EXTRACT PROVIDED =>

::::

Moreover (Sohag et al., 2015), illustrate that technical advancements improve energy efficiency and lower CO2 emissions. (Sun et al., 2008) state that technological innovation considerably reduces carbon emissions. (Lantz and Feng, 2006) indicate that technical innovation and economic structure changes will aid in reducing carbon emissions. (Hodson et al., 2018) show that technological innovation decreases carbon emissions due to the efficient use of energy and cost-effective ways to lower carbon dioxide emissions.

(Cagno et al., 2015) showed how innovation encourages energy efficiency and reduces non-renewable energy use, lowering pollution.

Conversely, some researchers have shown that technological innovation adversely impacts environmental quality. For instance (Usman and Hammar, 2021), demonstrate that technological developments in APEC countries harm the environment over time. Similarly (Acemoglu et al., 2012), demonstrate that while technological innovation encourages economic growth, it can also raise carbon emissions. It is highlighted that governments must employ cutting-edge technology to encourage industry, stressing that technological innovation raises industrial production levels and destroys the environment. In contrast (Dauda et al., 2021), examined the association between innovation, carbon emission, and trade openness in African countries and found an inverted U-shape relationship between innovation and carbon emission. Thus, there is still disagreement in the literature regarding the effects of technological innovation on CO2.

::::

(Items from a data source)
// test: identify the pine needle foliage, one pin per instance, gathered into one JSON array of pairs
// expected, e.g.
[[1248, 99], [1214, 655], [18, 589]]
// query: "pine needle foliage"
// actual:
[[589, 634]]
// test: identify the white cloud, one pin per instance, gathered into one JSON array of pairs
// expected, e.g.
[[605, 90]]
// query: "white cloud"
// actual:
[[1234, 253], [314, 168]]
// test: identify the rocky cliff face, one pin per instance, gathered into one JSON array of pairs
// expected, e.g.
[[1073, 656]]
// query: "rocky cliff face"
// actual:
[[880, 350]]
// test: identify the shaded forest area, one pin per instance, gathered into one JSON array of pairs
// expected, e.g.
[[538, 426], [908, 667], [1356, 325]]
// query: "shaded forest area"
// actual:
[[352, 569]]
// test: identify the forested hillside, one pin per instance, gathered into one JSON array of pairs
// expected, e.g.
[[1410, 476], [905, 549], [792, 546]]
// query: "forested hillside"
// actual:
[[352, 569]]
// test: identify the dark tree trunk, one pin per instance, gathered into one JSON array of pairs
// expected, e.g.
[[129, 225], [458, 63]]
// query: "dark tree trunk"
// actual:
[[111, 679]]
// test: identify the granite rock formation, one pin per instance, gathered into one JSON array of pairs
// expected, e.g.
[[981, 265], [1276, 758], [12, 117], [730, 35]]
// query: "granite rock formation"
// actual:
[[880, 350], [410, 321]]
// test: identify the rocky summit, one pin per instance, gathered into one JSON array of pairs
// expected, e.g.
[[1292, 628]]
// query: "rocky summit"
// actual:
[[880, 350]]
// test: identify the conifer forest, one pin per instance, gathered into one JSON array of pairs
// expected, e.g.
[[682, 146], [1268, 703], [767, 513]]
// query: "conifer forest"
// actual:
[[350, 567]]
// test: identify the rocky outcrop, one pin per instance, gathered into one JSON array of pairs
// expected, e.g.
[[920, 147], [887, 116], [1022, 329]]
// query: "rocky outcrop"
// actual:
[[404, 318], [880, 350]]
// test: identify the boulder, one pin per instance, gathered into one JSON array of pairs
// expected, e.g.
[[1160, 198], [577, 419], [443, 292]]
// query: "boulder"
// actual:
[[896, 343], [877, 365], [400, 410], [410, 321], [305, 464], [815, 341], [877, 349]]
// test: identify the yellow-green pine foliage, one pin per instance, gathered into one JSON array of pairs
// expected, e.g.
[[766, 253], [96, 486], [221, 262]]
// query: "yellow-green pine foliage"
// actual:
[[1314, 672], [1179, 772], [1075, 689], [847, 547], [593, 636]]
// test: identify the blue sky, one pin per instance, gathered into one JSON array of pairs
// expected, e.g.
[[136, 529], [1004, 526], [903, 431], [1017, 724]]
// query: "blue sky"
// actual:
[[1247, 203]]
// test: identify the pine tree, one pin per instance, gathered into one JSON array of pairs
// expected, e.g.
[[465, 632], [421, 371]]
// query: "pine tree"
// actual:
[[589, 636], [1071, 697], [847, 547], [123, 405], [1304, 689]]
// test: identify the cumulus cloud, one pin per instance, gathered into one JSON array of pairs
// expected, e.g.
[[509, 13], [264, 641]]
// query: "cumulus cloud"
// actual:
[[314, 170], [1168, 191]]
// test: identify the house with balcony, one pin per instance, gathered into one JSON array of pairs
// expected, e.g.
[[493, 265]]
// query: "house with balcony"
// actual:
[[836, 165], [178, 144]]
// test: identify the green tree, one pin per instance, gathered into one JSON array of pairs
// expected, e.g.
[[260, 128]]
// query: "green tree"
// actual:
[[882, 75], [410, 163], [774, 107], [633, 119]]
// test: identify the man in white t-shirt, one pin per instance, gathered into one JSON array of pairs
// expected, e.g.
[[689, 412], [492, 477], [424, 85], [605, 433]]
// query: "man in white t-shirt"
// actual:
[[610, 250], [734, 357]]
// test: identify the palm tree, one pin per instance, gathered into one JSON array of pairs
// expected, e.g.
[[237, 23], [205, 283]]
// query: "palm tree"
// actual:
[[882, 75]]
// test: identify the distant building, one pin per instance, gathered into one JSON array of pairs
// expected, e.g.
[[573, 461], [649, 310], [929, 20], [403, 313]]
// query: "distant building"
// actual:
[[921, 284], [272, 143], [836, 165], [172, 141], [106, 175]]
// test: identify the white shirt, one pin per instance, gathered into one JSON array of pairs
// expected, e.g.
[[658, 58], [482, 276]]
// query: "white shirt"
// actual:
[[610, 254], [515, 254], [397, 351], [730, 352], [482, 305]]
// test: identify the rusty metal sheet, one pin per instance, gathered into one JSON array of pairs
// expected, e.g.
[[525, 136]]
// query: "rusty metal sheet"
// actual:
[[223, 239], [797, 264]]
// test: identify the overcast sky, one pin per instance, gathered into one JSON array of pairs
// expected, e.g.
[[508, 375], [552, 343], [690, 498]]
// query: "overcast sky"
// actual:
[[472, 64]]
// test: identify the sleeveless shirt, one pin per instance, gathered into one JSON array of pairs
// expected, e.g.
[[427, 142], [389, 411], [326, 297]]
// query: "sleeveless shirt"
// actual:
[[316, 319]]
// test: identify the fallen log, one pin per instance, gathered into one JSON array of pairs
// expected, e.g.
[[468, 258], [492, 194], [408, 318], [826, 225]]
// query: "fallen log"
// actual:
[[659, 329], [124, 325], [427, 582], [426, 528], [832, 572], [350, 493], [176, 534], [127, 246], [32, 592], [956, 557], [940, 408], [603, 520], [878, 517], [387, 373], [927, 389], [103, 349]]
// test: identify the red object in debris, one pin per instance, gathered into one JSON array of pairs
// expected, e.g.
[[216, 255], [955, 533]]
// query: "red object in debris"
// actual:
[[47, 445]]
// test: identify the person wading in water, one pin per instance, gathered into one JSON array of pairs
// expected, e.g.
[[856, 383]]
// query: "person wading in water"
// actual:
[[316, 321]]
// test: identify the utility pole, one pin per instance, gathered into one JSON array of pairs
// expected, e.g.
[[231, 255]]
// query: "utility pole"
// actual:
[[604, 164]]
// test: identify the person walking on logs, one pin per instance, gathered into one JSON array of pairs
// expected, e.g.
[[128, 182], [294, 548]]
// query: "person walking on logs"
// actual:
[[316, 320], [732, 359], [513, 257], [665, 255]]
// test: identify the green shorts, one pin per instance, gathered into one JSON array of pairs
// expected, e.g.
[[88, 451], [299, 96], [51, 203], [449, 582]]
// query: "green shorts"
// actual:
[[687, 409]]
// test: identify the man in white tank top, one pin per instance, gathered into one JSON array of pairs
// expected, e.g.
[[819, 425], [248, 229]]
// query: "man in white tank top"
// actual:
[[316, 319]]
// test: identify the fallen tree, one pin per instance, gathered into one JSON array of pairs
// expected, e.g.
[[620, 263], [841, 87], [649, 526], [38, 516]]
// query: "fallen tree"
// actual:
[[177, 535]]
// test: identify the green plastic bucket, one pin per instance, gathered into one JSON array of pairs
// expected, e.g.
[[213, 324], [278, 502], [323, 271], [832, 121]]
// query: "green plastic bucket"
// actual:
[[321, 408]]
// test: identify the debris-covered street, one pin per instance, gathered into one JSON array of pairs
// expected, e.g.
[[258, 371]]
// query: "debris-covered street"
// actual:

::::

REQUEST A =>
In the review of research on technological innovation and carbon emissions, what kind of relationship between innovation and carbon emission did Dauda et al. (2021) find in African countries?
REQUEST B =>
Duplicate the passage of the review on technological innovation and carbon emissions, starting with "Moreover (Sohag et" and going on through "use, lowering pollution.".

SOLUTION A =>
An inverted U-shape relationship.

SOLUTION B =>
Moreover (Sohag et al., 2015), illustrate that technical advancements improve energy efficiency and lower CO2 emissions. (Sun et al., 2008) state that technological innovation considerably reduces carbon emissions. (Lantz and Feng, 2006) indicate that technical innovation and economic structure changes will aid in reducing carbon emissions. (Hodson et al., 2018) show that technological innovation decreases carbon emissions due to the efficient use of energy and cost-effective ways to lower carbon dioxide emissions.

(Cagno et al., 2015) showed how innovation encourages energy efficiency and reduces non-renewable energy use, lowering pollution.